Go to the line holding "274L192 275L189 270L98" in the data below and repeat it exactly, then each line after it up to and including the one holding "positive clicks: (155, 77) (161, 77)". Omit pictures.

▽

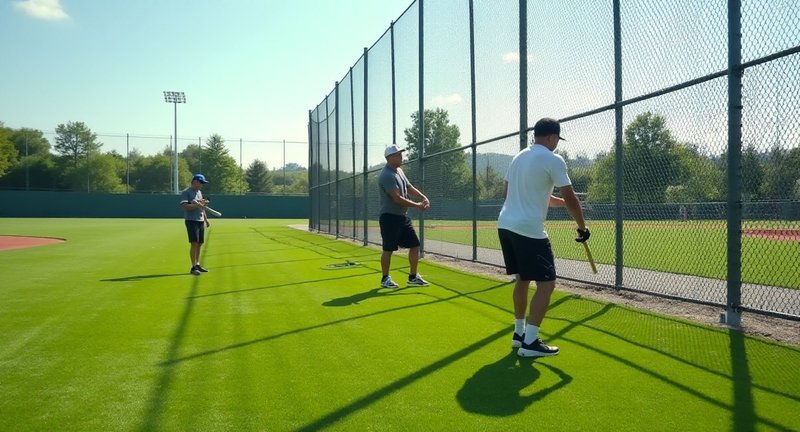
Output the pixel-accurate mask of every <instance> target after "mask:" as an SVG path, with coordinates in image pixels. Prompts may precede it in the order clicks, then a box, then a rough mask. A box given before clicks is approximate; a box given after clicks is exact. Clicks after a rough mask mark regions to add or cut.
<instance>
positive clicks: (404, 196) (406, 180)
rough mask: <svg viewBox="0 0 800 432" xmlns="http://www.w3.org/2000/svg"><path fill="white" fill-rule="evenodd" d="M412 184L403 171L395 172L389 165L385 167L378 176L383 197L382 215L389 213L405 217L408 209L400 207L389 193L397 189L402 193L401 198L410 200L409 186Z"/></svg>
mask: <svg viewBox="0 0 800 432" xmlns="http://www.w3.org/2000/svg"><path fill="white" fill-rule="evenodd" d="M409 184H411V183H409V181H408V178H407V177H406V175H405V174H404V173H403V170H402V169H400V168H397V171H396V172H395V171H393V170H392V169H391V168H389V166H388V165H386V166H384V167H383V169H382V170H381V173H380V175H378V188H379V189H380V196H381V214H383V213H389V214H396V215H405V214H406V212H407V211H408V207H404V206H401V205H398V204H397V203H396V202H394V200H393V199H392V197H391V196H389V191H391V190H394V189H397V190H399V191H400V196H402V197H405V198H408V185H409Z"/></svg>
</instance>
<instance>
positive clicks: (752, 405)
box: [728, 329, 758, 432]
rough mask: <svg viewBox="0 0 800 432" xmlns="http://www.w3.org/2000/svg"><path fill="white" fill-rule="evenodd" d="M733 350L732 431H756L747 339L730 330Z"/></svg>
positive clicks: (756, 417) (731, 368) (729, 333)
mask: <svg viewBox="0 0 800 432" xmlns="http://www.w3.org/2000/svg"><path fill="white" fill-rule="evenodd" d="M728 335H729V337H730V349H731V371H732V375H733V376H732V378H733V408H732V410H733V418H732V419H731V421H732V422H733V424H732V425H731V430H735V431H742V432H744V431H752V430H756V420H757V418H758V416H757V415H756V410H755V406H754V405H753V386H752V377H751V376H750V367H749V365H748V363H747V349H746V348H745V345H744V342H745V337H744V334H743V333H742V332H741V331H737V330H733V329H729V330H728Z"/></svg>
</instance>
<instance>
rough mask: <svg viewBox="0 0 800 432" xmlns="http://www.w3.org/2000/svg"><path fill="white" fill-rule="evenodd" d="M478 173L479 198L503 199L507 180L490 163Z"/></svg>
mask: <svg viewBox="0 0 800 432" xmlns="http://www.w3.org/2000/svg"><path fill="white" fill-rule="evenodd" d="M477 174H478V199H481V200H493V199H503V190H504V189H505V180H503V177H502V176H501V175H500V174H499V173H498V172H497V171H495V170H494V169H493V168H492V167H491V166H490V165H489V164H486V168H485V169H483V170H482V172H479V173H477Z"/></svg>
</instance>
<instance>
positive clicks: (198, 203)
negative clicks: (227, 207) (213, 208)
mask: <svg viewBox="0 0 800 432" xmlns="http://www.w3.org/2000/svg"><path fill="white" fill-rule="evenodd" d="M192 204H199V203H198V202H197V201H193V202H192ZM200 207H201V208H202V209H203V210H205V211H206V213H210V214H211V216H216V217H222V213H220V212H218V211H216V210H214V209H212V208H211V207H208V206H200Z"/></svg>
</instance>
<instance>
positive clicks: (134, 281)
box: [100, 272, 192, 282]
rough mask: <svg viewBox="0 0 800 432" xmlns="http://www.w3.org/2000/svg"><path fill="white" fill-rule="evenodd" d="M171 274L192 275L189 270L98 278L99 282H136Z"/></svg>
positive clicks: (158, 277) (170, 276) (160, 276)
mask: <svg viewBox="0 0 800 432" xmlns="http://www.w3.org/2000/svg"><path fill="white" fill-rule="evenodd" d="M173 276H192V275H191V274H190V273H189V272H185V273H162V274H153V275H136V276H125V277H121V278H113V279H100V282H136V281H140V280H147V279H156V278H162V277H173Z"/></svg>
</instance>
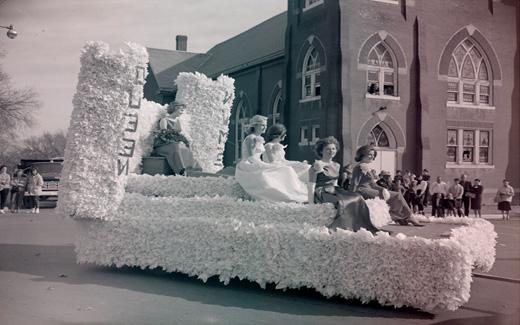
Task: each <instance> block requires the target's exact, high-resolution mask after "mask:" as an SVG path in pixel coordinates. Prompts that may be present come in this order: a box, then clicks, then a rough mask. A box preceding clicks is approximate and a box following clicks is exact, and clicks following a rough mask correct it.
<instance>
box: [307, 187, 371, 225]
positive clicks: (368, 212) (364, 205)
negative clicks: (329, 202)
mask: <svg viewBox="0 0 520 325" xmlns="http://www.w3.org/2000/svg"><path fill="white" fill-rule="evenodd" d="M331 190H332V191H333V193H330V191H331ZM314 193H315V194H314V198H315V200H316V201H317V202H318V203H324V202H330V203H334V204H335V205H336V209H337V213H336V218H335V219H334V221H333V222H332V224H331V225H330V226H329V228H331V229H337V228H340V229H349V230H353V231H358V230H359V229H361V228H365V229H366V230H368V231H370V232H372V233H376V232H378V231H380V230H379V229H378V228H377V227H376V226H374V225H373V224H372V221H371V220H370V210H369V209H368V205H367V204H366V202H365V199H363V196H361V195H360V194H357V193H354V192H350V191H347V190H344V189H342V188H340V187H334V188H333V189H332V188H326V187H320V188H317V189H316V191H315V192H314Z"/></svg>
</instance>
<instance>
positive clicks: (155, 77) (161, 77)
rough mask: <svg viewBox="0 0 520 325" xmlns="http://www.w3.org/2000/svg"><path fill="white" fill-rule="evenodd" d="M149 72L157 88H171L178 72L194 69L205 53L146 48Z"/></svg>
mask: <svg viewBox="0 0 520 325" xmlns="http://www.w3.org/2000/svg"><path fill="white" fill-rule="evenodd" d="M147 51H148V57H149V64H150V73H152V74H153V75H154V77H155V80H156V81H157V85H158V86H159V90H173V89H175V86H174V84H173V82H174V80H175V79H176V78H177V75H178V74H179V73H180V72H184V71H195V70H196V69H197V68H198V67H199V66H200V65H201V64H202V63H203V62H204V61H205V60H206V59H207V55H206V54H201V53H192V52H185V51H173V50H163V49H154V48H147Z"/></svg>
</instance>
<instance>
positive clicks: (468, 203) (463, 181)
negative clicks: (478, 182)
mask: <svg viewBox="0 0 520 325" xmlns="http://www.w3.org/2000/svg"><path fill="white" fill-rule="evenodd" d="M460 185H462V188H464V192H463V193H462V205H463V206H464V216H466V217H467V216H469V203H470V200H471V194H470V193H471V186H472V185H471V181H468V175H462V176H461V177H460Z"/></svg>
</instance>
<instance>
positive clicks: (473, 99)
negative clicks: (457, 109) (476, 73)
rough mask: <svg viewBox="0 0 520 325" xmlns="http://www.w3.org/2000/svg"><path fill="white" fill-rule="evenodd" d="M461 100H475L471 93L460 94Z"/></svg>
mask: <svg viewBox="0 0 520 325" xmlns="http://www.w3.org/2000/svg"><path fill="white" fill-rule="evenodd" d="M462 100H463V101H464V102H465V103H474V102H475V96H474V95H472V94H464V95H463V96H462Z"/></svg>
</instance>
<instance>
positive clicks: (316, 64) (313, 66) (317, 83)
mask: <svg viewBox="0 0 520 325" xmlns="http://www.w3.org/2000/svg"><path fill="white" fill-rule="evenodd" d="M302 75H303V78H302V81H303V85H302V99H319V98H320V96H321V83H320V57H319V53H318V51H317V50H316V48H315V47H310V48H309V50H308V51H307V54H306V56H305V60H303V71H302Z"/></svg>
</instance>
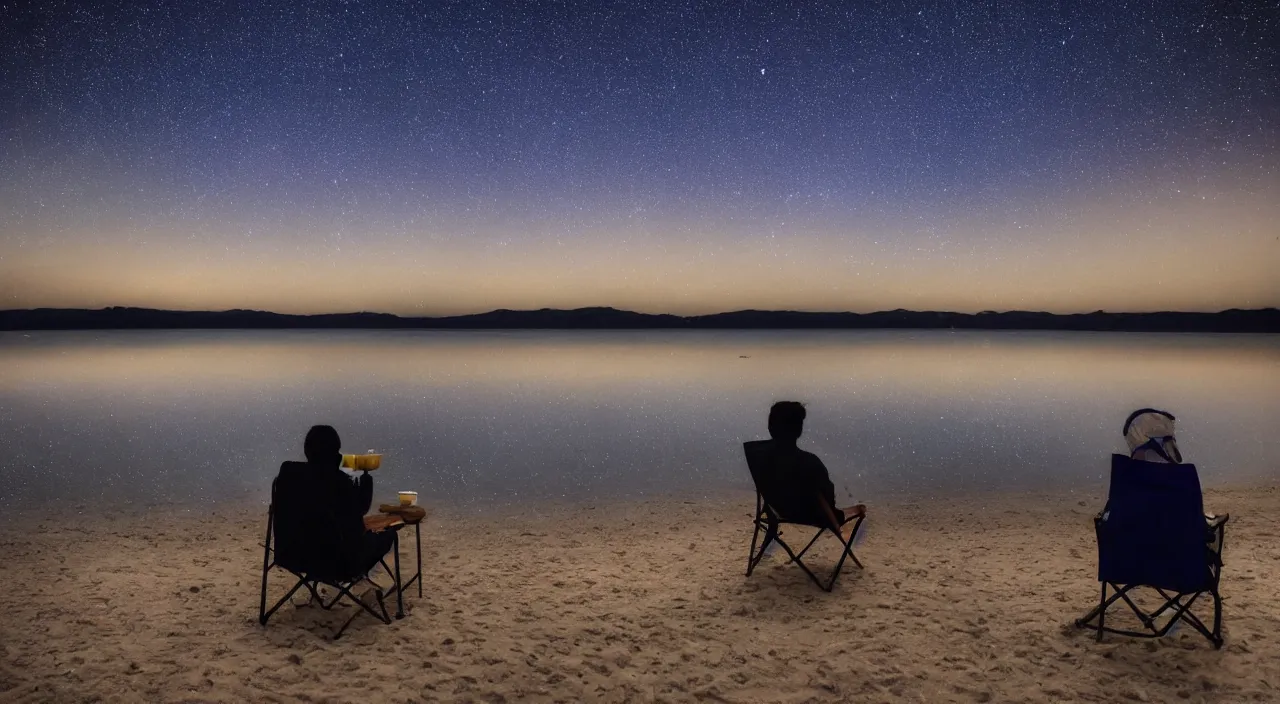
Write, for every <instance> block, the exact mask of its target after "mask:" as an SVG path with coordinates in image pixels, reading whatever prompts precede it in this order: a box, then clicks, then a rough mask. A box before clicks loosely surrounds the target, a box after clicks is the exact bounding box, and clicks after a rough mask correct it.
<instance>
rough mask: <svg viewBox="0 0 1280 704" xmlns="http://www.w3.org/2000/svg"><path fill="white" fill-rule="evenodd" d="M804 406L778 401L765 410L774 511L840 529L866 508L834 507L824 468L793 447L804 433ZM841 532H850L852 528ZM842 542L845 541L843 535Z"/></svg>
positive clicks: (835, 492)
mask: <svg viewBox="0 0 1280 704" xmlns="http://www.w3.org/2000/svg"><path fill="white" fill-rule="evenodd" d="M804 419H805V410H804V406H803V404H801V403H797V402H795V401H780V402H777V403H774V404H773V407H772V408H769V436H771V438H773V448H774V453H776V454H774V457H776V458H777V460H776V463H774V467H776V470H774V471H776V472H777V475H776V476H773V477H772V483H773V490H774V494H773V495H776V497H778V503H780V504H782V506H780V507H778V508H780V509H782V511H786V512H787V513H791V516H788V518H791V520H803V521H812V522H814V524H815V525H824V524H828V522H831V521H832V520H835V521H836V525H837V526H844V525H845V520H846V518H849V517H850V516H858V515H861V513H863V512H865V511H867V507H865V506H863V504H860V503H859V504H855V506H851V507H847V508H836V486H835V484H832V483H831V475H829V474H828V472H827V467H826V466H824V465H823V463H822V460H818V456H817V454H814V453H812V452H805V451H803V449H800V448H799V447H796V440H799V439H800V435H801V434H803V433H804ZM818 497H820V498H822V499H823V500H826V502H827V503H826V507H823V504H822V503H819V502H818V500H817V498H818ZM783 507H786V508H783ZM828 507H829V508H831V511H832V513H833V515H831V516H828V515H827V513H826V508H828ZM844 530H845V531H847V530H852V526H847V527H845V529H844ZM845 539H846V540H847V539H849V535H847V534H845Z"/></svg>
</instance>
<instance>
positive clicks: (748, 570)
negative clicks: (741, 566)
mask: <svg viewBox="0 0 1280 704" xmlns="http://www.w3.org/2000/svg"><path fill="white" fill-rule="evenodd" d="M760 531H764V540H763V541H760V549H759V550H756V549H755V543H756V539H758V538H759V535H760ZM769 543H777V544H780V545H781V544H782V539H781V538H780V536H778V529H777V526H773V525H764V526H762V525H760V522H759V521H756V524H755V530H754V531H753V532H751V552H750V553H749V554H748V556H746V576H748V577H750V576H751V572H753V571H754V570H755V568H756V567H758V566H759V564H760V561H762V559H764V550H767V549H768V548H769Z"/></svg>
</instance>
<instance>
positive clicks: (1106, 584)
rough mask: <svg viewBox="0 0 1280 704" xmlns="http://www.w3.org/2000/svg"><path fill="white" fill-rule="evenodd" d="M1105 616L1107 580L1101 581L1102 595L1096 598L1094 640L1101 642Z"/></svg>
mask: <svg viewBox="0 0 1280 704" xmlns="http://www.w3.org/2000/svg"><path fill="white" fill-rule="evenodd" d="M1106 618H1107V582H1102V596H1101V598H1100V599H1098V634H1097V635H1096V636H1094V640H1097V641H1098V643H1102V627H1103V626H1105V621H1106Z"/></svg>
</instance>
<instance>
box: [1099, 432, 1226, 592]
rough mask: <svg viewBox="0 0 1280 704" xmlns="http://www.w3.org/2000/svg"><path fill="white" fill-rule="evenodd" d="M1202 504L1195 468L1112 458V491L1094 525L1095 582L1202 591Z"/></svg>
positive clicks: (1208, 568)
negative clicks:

△

**The completed task:**
rough mask: <svg viewBox="0 0 800 432" xmlns="http://www.w3.org/2000/svg"><path fill="white" fill-rule="evenodd" d="M171 274L192 275L189 270L98 278L99 282H136Z"/></svg>
positive clicks: (158, 277) (170, 276) (160, 276)
mask: <svg viewBox="0 0 800 432" xmlns="http://www.w3.org/2000/svg"><path fill="white" fill-rule="evenodd" d="M173 276H192V275H191V274H190V273H189V272H185V273H162V274H153V275H136V276H125V277H121V278H113V279H100V282H136V281H140V280H147V279H156V278H162V277H173Z"/></svg>
</instance>
Task: each <instance> block requires the target's exact, high-resolution mask after "mask:" as an SVG path in pixel coordinates. Prompts that may be present come in this order: a box, then clicks, then a rough mask. A box preceding clicks is approximate and a box following clicks is exact, and clicks following a rough mask correct it.
<instance>
box: [307, 187, 371, 225]
positive clicks: (368, 212) (364, 205)
negative clicks: (329, 202)
mask: <svg viewBox="0 0 520 325" xmlns="http://www.w3.org/2000/svg"><path fill="white" fill-rule="evenodd" d="M331 190H332V191H333V193H330V191H331ZM314 193H315V194H314V198H315V200H316V201H317V202H318V203H324V202H330V203H334V204H335V205H336V209H337V213H336V218H335V219H334V221H333V222H332V224H331V225H330V226H329V228H331V229H337V228H340V229H349V230H353V231H358V230H359V229H361V228H365V229H366V230H368V231H370V232H372V233H376V232H378V231H380V230H379V229H378V228H377V227H376V226H374V225H373V224H372V221H371V220H370V210H369V209H368V205H367V204H366V202H365V199H363V196H361V195H360V194H357V193H354V192H350V191H347V190H344V189H342V188H340V187H334V188H333V189H332V188H326V187H320V188H317V189H316V191H315V192H314Z"/></svg>
</instance>
<instance>
positive clicks: (155, 77) (161, 77)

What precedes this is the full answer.